Point annotations for photos:
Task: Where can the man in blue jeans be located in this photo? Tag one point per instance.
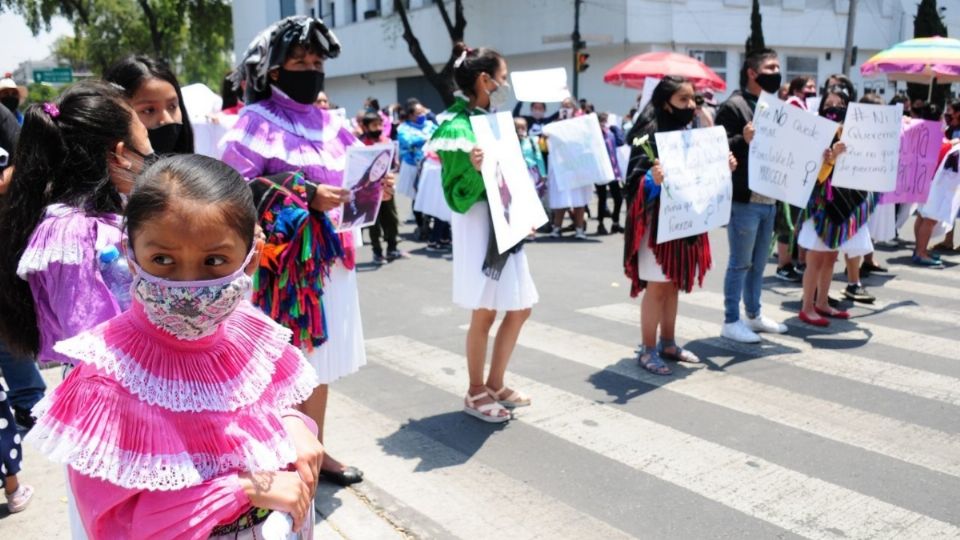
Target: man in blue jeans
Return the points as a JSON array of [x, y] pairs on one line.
[[752, 216], [25, 383]]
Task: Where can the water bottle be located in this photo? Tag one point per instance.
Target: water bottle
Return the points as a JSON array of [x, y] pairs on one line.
[[116, 274]]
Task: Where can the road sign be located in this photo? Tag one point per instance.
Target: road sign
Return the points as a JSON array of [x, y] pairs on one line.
[[63, 75]]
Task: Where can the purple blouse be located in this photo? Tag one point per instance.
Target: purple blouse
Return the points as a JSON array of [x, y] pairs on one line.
[[60, 264]]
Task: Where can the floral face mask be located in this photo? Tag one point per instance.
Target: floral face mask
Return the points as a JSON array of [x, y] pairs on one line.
[[190, 310]]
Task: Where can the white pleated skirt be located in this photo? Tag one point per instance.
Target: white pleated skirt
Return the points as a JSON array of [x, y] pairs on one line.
[[343, 353], [430, 200], [472, 289], [858, 245], [407, 180]]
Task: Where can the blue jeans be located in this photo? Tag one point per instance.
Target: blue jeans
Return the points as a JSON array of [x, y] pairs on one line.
[[749, 233], [23, 378]]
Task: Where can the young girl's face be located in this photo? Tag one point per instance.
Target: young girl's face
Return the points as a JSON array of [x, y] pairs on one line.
[[190, 242]]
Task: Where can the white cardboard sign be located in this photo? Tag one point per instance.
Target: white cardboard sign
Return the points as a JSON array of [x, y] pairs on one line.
[[579, 152], [697, 191], [787, 150], [515, 208], [871, 134]]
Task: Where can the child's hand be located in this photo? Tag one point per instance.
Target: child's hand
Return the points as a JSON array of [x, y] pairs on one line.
[[280, 491], [309, 451], [329, 197]]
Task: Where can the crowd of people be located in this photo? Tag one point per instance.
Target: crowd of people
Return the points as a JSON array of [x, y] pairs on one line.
[[201, 307]]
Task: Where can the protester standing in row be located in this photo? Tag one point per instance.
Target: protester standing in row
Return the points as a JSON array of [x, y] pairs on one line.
[[281, 131], [752, 215], [484, 280]]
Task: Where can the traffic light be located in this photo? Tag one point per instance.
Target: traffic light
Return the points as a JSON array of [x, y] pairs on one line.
[[582, 64]]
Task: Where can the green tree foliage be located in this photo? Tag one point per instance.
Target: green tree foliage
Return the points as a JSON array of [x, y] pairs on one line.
[[194, 36], [928, 23]]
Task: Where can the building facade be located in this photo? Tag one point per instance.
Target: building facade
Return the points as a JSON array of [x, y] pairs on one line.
[[532, 34]]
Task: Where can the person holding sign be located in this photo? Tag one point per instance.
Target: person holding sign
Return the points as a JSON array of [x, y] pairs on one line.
[[660, 270], [484, 280], [835, 219], [752, 216]]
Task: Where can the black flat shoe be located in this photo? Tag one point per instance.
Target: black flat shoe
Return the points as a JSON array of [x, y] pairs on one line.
[[349, 476]]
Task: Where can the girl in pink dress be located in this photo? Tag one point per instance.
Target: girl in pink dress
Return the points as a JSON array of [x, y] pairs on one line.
[[178, 420]]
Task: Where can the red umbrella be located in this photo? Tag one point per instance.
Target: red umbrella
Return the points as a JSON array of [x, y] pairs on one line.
[[632, 71]]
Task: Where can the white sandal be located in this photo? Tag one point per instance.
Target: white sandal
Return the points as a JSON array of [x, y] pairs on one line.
[[512, 401], [493, 413]]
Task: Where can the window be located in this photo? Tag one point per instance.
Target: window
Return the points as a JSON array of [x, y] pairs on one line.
[[800, 66], [715, 60]]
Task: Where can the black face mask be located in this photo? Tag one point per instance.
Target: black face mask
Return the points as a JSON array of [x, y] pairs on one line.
[[301, 86], [682, 117], [769, 82], [11, 102], [164, 139], [837, 114]]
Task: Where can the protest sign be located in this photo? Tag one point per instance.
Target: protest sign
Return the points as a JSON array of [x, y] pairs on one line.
[[697, 192], [515, 208], [787, 150], [546, 85], [366, 168], [919, 149], [871, 134], [577, 148]]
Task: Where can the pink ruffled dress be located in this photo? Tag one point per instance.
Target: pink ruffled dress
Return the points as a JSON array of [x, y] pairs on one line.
[[155, 429]]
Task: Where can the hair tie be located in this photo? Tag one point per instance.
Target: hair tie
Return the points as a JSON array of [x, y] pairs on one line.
[[51, 109], [459, 61]]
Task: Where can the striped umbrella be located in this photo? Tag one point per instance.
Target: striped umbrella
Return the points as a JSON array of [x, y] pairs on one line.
[[919, 60]]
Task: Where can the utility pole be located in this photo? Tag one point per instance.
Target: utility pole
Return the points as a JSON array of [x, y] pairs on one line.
[[577, 46], [848, 46]]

_Your instructions_
Express every entry above as a two-column CSV with the headers entry_text and answer. Give one row per entry, with the entry's text and its answer each in one quoted field, line breaks replaced by spaces, and the pictures left out.

_Completed task_
entry_text,answer
"Task: Where can the man in blue jeans be located in this photo? Tag one point per instance. Target: man in blue jeans Return the points as a JSON array of [x, y] pairs on one line.","[[752, 216], [25, 383]]"
"Task: Where can the water bottle be located in this photo? Tag one point per instance. Target: water bottle Return the points as a JSON array of [x, y] pairs on one line.","[[116, 274]]"
"Task: Where can the road sign be located in this photo? Tag one point per instance. Target: road sign Return the points as a JSON array of [x, y] pairs on one line.","[[63, 75]]"
"Task: Where can the purple blouse be located in this photo? Tag one point per instance. Target: purple blouse Return the points as a JSON array of [x, y] pairs on one line.","[[60, 264]]"
"Task: Where can the floral face mask be located in this photo? Tag one point per instance. Target: floral face mask Return the points as a JSON array of [x, y] pairs on one line.","[[190, 310]]"
"Task: Where can the white pleated skirt be located in this photo? Tag one point per instance. Target: white pleated skirt Return the points as a JSON array of [x, y] pairs on one line.","[[343, 353], [430, 200], [472, 289], [858, 245], [407, 180]]"
"Task: Where can the blue jeans be located in this photo? Tag one point per instance. Target: blue jeans Return the points as a JSON array of [x, y] pairs on one line.","[[749, 233], [23, 378]]"
"Task: Where can the young girl's face be located in this photo? Tag one point per instance. Target: young girl's face Return the points as a JSON array of [x, y] pairs on one line.","[[190, 242]]"
"Task: Where can the white cardboard sign be located in this photo? Tag one point per instance. Target: white cardboard sign Return the points as a JSON array of [x, y] pairs on one line.","[[579, 152], [697, 191], [787, 150], [515, 208], [871, 134]]"
"Task: Where can the child's hand be located in this photo? Tag one point per instance. Target: child's hand Return the points as a JSON array of [x, y] pairs on one line.","[[280, 491], [309, 451], [329, 197]]"
"Task: Where can the crowd of people be located in this photo? Tag one point per instance. Target: crowd of people Return the points as a JSON array of [x, y] pairs on one line.","[[201, 307]]"
"Task: Where can the protester standing in row be located in this photo? Tag one point per instance. Target: protester standing in row Return the points as a JSON array of [x, y] pairs on one line.","[[281, 131], [752, 215], [484, 280]]"
"Task: Where can the traffic light be located in this photo? Tag one point per instance. Target: traffic light Return the points as a JSON array of [x, y] pairs on one line.","[[582, 64]]"
"Task: Where can the green tree foliage be located in this photo? Tag one point per instance. Target: green tree foliage Return the points as a JSON array of [x, y] pairs on one line.","[[194, 36], [928, 23]]"
"Task: Where can the building facade be located in this photo? Tag one point per instance. Target: building facade Return the points as a JSON array of [x, y] pairs on one line.","[[532, 34]]"
"Task: Where can the person holding sign be located in this photo? Tag one point per instance. Target: person holding sign Return the points as a JSON array of [x, y] pairs on one line.","[[660, 270], [484, 280], [835, 219], [752, 216]]"
"Task: Where can the black flat shoe be located in this photo? Tag one point per instance. Target: black flat shoe Return the points as a JSON array of [x, y] pairs on one line.","[[349, 476]]"
"Task: Where can the girl in pink dress be located in this photo? Tag one point per instance. Target: girl in pink dress Return the points as a JSON array of [x, y] pairs on one line.","[[178, 420]]"
"Task: Where can the red umbrella be located in this photo? Tag one point per instance. Target: red umbrella Return the points as a JSON array of [x, y] pairs on one line.","[[632, 71]]"
"Task: Where can the white sandal be located in this photo? Tag one point per instance. Target: white sandal Return the points as a JSON array of [x, y] pairs on one line.","[[512, 401], [493, 413]]"
"Task: Where can the window be located in this photo? Tag one point per instance. Target: window Return the points as a JSON array of [x, y] pairs on one line.","[[800, 66], [715, 60]]"
"Task: Where can the black face mask be located in this photo? Tag one point per instance. Target: black face mask Return the points as a JSON array of [x, y] pairs on one line.","[[301, 86], [682, 117], [769, 82], [11, 102], [164, 139], [837, 114]]"
"Task: Where can the protest sign be located in this photo? Tag one point per instance. Target: protest sign Return the points as a JSON array of [x, y] pairs on one line.","[[697, 192], [515, 208], [787, 150], [546, 85], [366, 168], [919, 149], [871, 134], [577, 148]]"
"Task: Where can the pink ruffled dress be located in this photo? Tag one point per instance. Target: pink ruffled dress Return the points as a JSON array of [x, y] pairs on one line.","[[155, 429]]"
"Task: Where can the hair tie be located in this photo? Tag one point per instance. Target: hair tie Return the points as a JSON array of [x, y] pairs on one line.","[[51, 109], [459, 61]]"
"Task: Where can the striped umbrella be located in this photo? Tag one point per instance. Target: striped umbrella Return the points as a JSON array of [x, y] pairs on one line.","[[919, 60]]"
"Task: Where can the utility pole be located in this photo? Tag one point per instance. Target: utility pole Return the points as a JSON array of [x, y] pairs on one line.","[[577, 46], [848, 46]]"